╭─ Registros de entrada

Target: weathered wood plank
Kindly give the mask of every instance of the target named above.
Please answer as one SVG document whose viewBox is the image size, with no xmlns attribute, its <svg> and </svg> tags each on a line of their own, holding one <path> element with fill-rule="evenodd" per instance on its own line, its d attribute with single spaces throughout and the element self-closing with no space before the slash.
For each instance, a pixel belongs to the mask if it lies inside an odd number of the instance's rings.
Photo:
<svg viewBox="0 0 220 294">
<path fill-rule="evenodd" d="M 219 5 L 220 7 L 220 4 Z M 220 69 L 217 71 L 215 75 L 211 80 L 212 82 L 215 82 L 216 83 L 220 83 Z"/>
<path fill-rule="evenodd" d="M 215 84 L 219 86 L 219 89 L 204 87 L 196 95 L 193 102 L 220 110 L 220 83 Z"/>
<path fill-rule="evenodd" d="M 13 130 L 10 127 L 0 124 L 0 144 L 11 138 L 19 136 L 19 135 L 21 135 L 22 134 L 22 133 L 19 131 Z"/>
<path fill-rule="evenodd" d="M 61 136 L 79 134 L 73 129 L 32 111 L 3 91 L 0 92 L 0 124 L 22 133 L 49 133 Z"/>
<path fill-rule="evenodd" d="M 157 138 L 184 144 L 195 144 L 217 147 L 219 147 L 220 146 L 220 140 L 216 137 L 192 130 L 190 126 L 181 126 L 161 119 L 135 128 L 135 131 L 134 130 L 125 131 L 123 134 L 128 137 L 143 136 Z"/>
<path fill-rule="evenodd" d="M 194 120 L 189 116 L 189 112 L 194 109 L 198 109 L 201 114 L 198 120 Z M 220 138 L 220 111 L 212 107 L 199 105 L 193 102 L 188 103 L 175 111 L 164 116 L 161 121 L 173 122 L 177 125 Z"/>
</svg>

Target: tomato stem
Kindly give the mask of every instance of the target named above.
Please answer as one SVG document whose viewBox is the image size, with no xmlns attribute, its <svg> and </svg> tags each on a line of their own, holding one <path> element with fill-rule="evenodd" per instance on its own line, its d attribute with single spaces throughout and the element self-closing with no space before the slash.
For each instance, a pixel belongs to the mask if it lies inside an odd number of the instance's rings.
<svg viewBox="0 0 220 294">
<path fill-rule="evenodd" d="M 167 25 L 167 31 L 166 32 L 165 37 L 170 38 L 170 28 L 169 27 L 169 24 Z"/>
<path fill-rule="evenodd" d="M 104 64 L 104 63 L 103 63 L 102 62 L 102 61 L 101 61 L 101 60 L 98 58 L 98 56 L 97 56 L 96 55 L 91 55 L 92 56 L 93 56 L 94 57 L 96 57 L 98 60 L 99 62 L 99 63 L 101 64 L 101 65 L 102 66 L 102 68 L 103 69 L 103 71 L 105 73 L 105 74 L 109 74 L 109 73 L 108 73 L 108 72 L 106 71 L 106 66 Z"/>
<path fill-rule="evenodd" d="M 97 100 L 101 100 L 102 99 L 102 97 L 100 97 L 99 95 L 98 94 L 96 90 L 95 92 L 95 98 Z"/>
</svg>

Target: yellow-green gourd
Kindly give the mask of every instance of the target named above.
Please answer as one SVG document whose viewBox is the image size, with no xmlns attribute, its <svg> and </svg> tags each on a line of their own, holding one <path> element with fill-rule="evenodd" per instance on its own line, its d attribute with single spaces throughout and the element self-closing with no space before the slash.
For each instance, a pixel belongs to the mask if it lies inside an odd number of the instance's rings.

╰─

*Trabajo pendiente:*
Reescala los registros desde su comienzo hasta la línea que contiene "13 130 L 10", ambas incluidas, reproduciendo todas esas líneas con el resto del texto intacto. En las respuestas, multiplica por 2 cada coordenada y cada dimensión del viewBox, y redondea a enteros con las mitades hacia arriba.

*Resultado:*
Target: weathered wood plank
Kindly give the mask of every instance of the target named above.
Please answer as one SVG document whose viewBox is the image size, with no xmlns attribute, its <svg> and </svg> tags each on a line of their own, holding one <path> element with fill-rule="evenodd" per instance on its own line, its d attribute with single spaces throughout and the element self-closing with no space before the slash.
For each instance, a pixel belongs to the mask if it lies inside an odd number of the instance's rings.
Photo:
<svg viewBox="0 0 440 588">
<path fill-rule="evenodd" d="M 438 10 L 440 14 L 440 8 Z M 440 138 L 434 142 L 430 150 L 422 160 L 424 164 L 430 164 L 432 166 L 440 166 Z"/>
<path fill-rule="evenodd" d="M 430 168 L 438 172 L 438 178 L 408 174 L 392 190 L 386 204 L 440 220 L 440 166 Z"/>
<path fill-rule="evenodd" d="M 26 260 L 20 254 L 0 248 L 0 288 L 22 276 L 38 272 L 38 270 L 42 270 L 44 268 L 44 266 L 38 262 Z"/>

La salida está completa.